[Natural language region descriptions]
*** Block opens ***

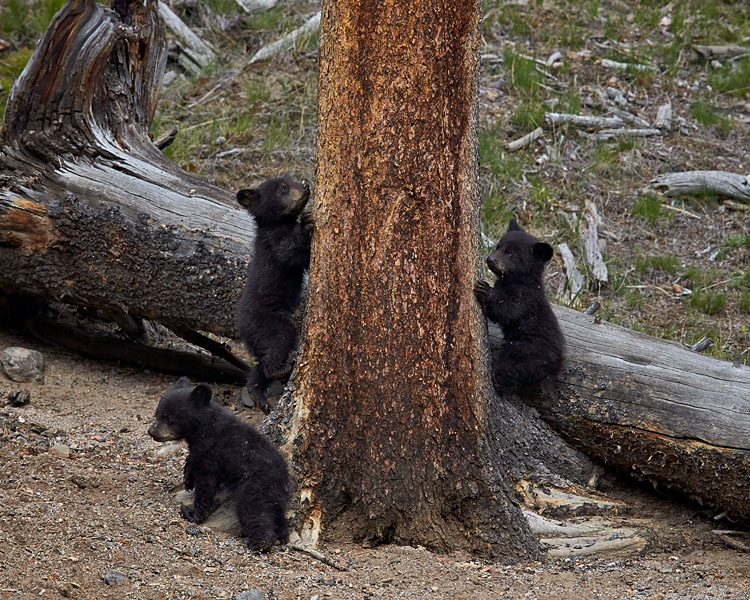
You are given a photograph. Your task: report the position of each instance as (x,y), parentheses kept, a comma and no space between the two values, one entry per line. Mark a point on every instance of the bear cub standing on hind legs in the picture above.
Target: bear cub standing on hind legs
(274,279)
(533,345)
(227,457)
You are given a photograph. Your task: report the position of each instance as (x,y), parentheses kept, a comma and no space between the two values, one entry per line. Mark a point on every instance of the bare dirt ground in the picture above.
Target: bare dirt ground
(86,496)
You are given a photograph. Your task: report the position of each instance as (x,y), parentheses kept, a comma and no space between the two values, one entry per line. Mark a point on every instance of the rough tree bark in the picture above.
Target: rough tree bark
(392,436)
(91,212)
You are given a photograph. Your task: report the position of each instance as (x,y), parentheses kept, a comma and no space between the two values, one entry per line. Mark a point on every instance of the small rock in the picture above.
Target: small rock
(254,594)
(60,450)
(168,451)
(19,398)
(22,365)
(193,529)
(114,577)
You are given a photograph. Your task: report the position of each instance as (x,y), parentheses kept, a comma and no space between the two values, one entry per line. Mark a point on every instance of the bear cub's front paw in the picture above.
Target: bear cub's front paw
(307,222)
(482,291)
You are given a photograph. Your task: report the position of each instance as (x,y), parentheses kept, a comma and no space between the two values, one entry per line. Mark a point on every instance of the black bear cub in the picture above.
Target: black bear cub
(533,345)
(274,279)
(226,456)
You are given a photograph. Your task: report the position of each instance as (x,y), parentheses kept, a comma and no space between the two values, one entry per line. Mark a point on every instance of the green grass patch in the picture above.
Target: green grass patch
(732,78)
(528,115)
(14,16)
(668,263)
(634,299)
(506,167)
(521,72)
(268,20)
(707,116)
(707,301)
(737,240)
(648,206)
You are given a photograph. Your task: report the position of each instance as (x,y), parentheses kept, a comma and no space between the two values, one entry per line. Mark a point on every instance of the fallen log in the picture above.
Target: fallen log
(653,409)
(721,183)
(91,212)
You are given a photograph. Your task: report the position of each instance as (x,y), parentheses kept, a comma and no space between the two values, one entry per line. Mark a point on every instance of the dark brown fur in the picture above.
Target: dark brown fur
(533,345)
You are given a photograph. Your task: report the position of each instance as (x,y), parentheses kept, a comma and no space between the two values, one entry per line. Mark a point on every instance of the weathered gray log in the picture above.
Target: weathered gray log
(728,51)
(722,183)
(287,42)
(653,409)
(197,53)
(91,212)
(584,121)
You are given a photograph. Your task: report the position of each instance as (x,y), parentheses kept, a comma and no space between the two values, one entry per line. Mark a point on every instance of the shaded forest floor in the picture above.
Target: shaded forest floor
(70,517)
(86,495)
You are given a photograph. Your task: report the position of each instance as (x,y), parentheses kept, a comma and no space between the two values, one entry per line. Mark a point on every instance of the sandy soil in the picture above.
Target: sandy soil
(86,497)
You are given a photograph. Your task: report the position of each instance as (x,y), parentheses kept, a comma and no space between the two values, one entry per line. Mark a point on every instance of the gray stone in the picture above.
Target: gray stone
(114,577)
(60,450)
(254,594)
(22,365)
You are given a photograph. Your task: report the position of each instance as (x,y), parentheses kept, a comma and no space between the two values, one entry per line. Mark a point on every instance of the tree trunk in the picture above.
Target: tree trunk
(655,410)
(392,436)
(91,212)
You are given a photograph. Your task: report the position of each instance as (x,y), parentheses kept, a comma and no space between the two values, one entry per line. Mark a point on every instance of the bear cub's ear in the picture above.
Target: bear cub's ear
(542,251)
(201,394)
(247,197)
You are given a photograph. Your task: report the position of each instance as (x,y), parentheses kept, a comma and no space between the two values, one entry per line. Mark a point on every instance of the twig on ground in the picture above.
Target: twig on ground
(722,183)
(317,555)
(287,42)
(525,140)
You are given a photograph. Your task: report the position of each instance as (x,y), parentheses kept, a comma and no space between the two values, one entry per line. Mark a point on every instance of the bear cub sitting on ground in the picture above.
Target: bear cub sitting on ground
(227,457)
(274,279)
(533,345)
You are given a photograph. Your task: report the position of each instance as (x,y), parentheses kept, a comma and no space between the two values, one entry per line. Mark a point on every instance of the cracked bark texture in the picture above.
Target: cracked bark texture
(392,437)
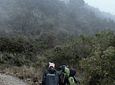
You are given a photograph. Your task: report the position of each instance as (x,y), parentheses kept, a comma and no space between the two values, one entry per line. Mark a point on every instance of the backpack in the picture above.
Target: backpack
(66,77)
(52,78)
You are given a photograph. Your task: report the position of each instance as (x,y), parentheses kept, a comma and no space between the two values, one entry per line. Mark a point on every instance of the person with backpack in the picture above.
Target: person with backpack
(67,75)
(50,76)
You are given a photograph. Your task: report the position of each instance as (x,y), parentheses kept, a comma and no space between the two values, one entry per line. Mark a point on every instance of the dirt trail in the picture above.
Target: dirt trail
(9,80)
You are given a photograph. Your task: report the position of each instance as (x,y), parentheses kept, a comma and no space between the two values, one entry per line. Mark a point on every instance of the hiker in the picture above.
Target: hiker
(67,75)
(50,76)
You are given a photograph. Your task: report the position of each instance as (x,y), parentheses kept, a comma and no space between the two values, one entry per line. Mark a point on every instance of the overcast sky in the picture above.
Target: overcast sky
(103,5)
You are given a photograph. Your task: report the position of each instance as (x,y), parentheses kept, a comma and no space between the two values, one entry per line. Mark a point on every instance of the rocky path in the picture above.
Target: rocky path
(10,80)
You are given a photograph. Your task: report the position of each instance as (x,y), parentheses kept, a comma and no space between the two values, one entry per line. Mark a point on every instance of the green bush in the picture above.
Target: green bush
(99,67)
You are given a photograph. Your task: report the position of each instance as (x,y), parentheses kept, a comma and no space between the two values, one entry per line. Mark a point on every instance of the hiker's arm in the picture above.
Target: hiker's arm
(44,78)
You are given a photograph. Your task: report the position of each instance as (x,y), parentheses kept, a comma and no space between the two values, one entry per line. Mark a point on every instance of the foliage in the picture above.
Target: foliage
(99,67)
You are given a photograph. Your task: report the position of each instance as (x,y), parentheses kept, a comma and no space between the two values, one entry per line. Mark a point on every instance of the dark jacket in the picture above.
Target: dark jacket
(50,77)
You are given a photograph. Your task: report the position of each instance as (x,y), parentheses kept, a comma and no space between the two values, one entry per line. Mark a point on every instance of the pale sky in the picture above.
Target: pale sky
(103,5)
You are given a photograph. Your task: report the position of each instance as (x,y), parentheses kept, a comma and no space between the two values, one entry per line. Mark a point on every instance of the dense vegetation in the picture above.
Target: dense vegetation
(95,56)
(34,32)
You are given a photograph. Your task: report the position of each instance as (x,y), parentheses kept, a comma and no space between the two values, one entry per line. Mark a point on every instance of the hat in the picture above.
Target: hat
(64,63)
(51,64)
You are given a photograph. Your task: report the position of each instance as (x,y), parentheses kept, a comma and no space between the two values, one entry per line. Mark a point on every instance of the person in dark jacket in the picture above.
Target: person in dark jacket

*** Block closes ***

● TASK: Would you return the records exactly, keeping out every picture?

● WORKED SOLUTION:
You are given a photograph. Your task: report the position of each instance as (x,y), parentheses kept, a comma and no space between the two values, one entry per line. Mark a point on every instance of the bear cub standing on hind legs in the picture above.
Target: bear cub standing on hind legs
(274,279)
(533,345)
(227,457)
You are given a photograph. Your task: report the position of each instance as (x,y), parentheses kept, a comma and no space between the two values, one entry per line. Mark a point on every instance of the bare dirt ground in the picture above.
Target: bare dirt ground
(86,496)
You are given a photograph. Your task: report the position of each instance as (x,y), parentheses kept, a comma and no space between the two values, one entry per line. Mark a point on every instance of the rough tree bark in the picture above.
Target: rough tree bark
(392,436)
(91,212)
You are given a photograph. Your task: report the position of each instance as (x,y), parentheses kept, a comma and no space between the two values, one entry per line. Mark a point on every instance of the small rock in the picture above.
Target: small rock
(254,594)
(60,450)
(168,451)
(19,398)
(22,365)
(193,529)
(114,577)
You are given a photograph. Your task: report the position of each instance as (x,y), parentheses kept, a comma and no space between the two values, one entry per line. Mark a point on every instance of the bear cub's front paw in the picture above.
Target: bear cub's front paw
(307,222)
(482,291)
You are given a photograph. Your task: report the position of each instance as (x,y), parentheses kept, a comma and no space between the two values, one entry per line. Mark a point on every instance of the black bear cub in the picture above.
Target: black bear cub
(533,345)
(274,279)
(226,456)
You are given a photograph. Your task: report the position of each instance as (x,y), parentheses kept, a comma and no space between the two values, one entry per line. Mark a point on every instance of the green grass patch in the picture above.
Target: green grass patch
(732,78)
(528,115)
(14,16)
(668,263)
(634,299)
(506,167)
(521,72)
(268,20)
(707,116)
(707,301)
(737,240)
(648,206)
You are given a photograph. Your task: report the position of each instance as (x,y), parentheses kept, a comma and no space between the two values, one entry per line. Mark a point on every instance of the fallen log in the picture above.
Target: fallen log
(653,409)
(721,183)
(91,212)
You are given a photograph. Your task: report the position of each instance as (x,y), parentheses kept, a comma and no space between the two values, one entry per line. Mark a point on every instance of the dark brown fur in the picture above.
Target: dark brown fur
(533,345)
You are given a photograph. Your task: report the position of each instance as (x,y), parentheses kept, a comma and no space between the two values, one entry per line. Mark a point on every instance of the weathered gray log in the picture above.
Target: weathered gray log
(728,51)
(722,183)
(287,42)
(653,409)
(197,53)
(91,212)
(584,121)
You are given a photograph. Your task: report the position of each instance as (x,y), parentheses kept, a comma and no space between the two values, one entry per line. Mark a point on every instance of the shaded forest floor in the picture above.
Target: shaded forest floor
(70,517)
(86,495)
You are given a photograph. Your task: report the position of each instance as (x,y), parentheses kept, a comma and no space between the two values, one entry per line. Mark a point on every instance of the sandy soil in the picture above.
Target: sandy soil
(86,497)
You are given a photograph. Your task: report the position of each instance as (x,y), parentheses kept, a comma and no space between the two values, one entry per line. Mark a point on every instance of the gray stone in the picture above.
Target: gray stone
(114,577)
(60,450)
(254,594)
(22,365)
You are given a photograph. Your task: report the position of each instance as (x,y), parentheses kept, a comma and no space between the two values, one entry per line. Mark a point on every instance of the tree trunk in the picture above.
Target: tree trunk
(655,410)
(392,436)
(91,212)
You are given a photograph. Your task: report the position of each instance as (x,y), parentheses kept, a comma and no space between the two values, one entry per line. Mark a point on every instance of the bear cub's ear in the picture above.
Target: bear cub's ear
(542,251)
(201,394)
(247,197)
You are given a photograph. Your task: report the position of each instance as (x,y), parentheses kept, a comma and no space between the two values, one entry per line. Mark a point on every instance of the twig on ground in the picture above.
Target: twig on ground
(722,183)
(317,555)
(287,42)
(525,140)
You are given a photograph. Your task: report the position of each instance as (x,y), parentheses kept, a comma and no space between the two values, one entry per line. Mark a point on every instance of the bear cub sitting on ground in the picture above.
Target: bear cub sitting on ground
(227,457)
(274,279)
(533,345)
You are given a photograph. Your task: report the position of each instance as (x,y), parentheses kept, a comma and no space between the two values, one entry per line. Mark a point on every instance of the cracked bark texture in the picture above.
Target: cracked bark texture
(392,437)
You are given a photograph. Your task: report the position of each instance as (x,y), parentheses kept, a comma and no space between the two values, one entry per line. Mark a point on every instance of the backpack in the picture above.
Target: backpack
(66,77)
(52,78)
You are given a photograph. Your task: report the position of each instance as (x,y), parentheses kept, a comma and no space between the two values, one entry per line. Mark a point on every instance of the person with backpack in the picture above.
Target: person with backpack
(67,75)
(50,76)
You are given a photograph. Your task: report the position of each instance as (x,y), parentheses kept, a comma and no space between the two values, one entry per line. Mark a point on every instance of the dirt trail in the picture above.
Target: dirt trail
(9,80)
You are given a photograph. Your task: report the position of each instance as (x,y), parentheses kept, a comma and no space between the two values, one entry per line. Mark a point on every instance of the hiker in the picture above.
Target: hiker
(67,75)
(50,76)
You are given a photograph. Your task: report the position of each instance as (x,y), parentheses kept, a comma and no space between the two values, one entry per line. Mark a point on every instance of the overcast sky in the picture above.
Target: overcast sky
(103,5)
You are given a photograph. Your task: report the position of each instance as (x,y), parentheses kept, a comma and no space between the two values, one entry per line. Mark a point on every instance of the rocky path in the picture above.
Target: rocky path
(10,80)
You are given a photograph. Your task: report the position of each instance as (x,y), parentheses kept, a comma and no space between the two values, one entry per line. Mark a point on every instance of the green bush in the picture above.
Target: green bush
(99,67)
You are given a photograph. Your task: report the position of each instance as (x,y), parentheses kept, a comma and no space between the two values, one entry per line. Mark a point on every instance of the hiker's arm in the picture above.
Target: hiker's arm
(44,78)
You are given a photograph. Your task: report the position of each instance as (x,y), parentheses kept, a comma and no space between the two values, one entry per line. Mark a point on every instance of the foliage in the picture above.
Target: foliage
(99,67)
You are given a photograph. Your task: report the position of each instance as (x,y), parentheses kept, a comma and no space between the two values, one entry per line. Mark a point on every instance of the dark jacket in the picture above.
Target: dark jacket
(50,77)
You are given a photograph. Your task: report the position of each instance as (x,y), parentheses kept, a comma and no space between the two values, one entry per line. Mark a point on every instance of the pale sky in the picture above.
Target: pale sky
(103,5)
You are given a photograph. Your task: report the position of each instance as (x,y), parentheses kept, a comma and no space between the two values, one entry per line. Mark a point on every instance of the dense vegetation in the picture above.
Target: dense vegetation
(95,56)
(34,32)
You are given a photograph. Your task: report the position of each instance as (x,y), parentheses kept, a comma and no space between the two values, one entry per line. Mark a point on every instance of the hat in the picture above.
Target: hat
(64,63)
(51,64)
You are given a photograph. Your task: report the position of each instance as (x,y), parentheses kept, a comma and no space between the two values, one entry per line. Mark a point on every instance of the person in dark jacket in the picture above.
Target: person in dark jacket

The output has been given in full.